Raw records ▸
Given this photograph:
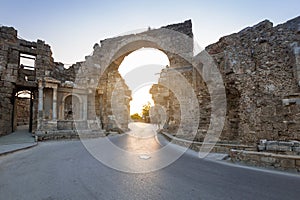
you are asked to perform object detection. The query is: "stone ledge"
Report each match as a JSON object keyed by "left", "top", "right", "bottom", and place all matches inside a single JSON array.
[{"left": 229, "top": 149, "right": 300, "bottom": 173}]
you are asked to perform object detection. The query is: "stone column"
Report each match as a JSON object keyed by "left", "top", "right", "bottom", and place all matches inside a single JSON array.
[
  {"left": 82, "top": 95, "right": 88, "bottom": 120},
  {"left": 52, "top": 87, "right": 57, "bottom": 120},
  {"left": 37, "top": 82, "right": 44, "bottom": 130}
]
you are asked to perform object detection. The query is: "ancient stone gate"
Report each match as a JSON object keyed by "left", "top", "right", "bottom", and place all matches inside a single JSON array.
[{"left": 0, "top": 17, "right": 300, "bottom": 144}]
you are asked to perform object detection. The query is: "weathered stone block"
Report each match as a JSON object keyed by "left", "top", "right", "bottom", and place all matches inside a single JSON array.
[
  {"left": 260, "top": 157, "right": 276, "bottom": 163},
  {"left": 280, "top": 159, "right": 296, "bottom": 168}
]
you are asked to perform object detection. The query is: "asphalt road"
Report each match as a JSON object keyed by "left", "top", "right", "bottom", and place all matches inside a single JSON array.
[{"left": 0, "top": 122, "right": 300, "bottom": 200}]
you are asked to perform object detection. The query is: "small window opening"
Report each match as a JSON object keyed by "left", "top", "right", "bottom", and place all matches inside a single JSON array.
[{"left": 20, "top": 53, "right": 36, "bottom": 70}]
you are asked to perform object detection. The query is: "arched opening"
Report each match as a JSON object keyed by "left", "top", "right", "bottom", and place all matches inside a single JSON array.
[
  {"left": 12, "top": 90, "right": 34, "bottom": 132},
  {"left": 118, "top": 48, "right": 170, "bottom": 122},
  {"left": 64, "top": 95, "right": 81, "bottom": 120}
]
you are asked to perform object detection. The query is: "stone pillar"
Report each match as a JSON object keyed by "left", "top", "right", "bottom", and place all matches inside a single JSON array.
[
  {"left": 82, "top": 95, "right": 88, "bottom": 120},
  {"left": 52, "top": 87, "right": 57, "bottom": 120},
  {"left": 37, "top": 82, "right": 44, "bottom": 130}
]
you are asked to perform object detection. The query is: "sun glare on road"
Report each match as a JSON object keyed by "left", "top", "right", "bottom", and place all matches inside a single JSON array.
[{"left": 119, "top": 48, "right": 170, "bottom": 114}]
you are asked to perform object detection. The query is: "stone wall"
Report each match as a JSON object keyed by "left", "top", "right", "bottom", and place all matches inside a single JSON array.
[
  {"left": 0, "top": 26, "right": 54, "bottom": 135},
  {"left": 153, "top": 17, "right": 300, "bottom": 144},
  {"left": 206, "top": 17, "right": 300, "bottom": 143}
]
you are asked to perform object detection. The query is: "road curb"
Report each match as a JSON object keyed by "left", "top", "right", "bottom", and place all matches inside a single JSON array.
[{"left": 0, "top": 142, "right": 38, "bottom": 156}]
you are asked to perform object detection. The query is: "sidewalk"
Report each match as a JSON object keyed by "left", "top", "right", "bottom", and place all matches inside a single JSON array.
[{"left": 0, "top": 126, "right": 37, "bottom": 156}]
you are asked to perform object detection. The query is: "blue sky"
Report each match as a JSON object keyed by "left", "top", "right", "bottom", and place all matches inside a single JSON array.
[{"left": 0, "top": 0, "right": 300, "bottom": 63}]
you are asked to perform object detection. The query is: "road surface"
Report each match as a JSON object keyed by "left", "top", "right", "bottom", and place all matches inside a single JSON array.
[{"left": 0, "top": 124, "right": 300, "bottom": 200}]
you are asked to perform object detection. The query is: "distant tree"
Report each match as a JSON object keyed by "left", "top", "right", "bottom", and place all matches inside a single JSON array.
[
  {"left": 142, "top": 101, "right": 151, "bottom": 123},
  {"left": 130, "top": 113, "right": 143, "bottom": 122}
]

--

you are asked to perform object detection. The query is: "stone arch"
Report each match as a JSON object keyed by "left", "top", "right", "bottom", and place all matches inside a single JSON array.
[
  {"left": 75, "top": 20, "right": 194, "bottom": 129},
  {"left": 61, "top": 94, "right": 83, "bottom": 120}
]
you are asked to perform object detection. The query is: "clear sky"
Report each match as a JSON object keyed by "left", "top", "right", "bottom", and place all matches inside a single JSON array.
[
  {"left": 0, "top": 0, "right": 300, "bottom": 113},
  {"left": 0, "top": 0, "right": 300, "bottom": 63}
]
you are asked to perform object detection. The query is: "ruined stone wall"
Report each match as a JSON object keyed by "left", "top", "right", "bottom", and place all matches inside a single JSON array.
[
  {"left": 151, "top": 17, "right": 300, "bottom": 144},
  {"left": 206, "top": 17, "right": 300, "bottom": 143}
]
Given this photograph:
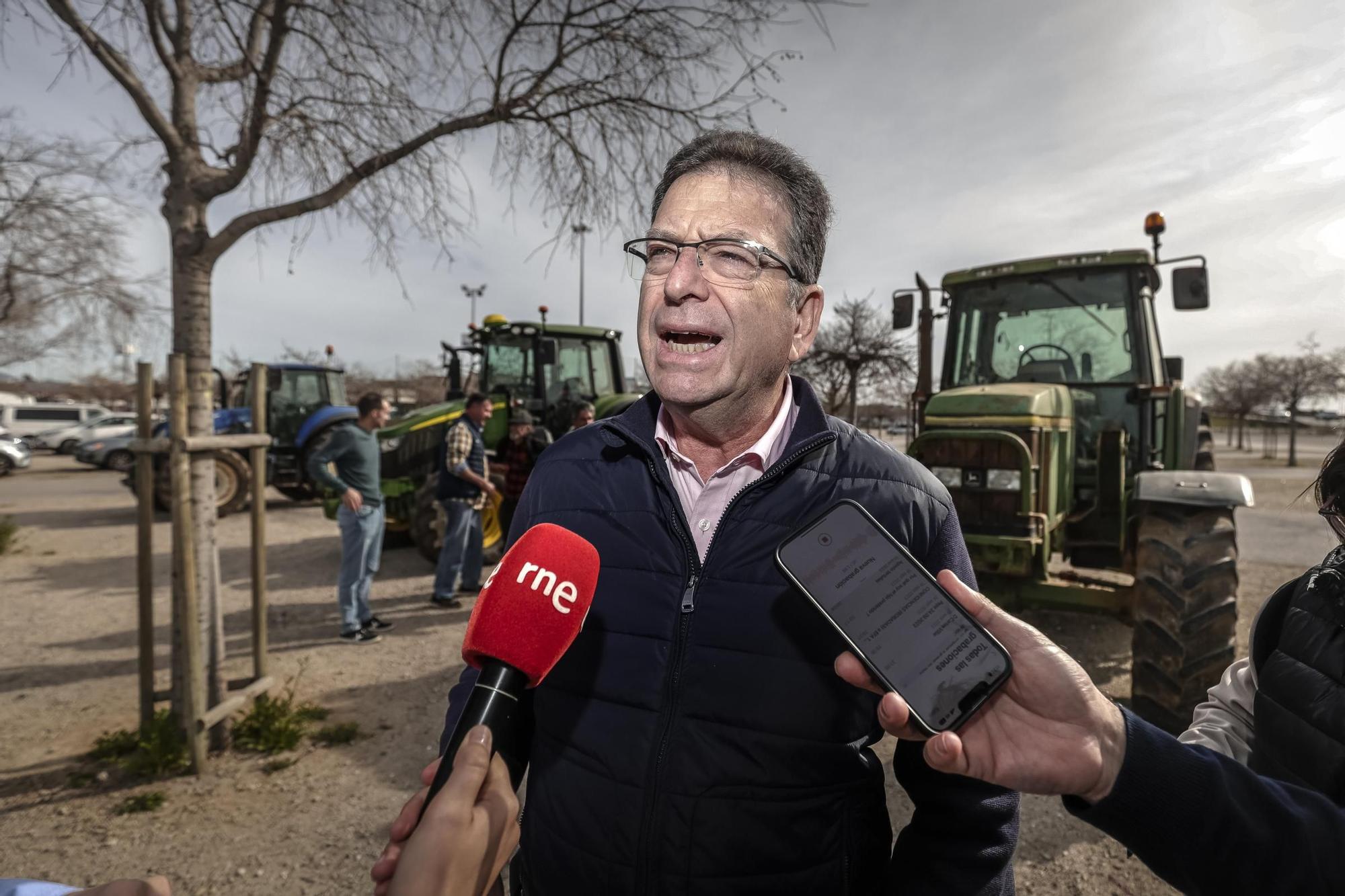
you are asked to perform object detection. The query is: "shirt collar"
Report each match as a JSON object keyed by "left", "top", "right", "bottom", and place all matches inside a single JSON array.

What you are asked to do ▸ Find each line in the material above that contains the string "opening", matching case exactly, and copy those lines.

Output of the task ▸
you are asked to perform object detection. The query is: "small window opening"
you are asked to perform object detection. The query is: "arched opening"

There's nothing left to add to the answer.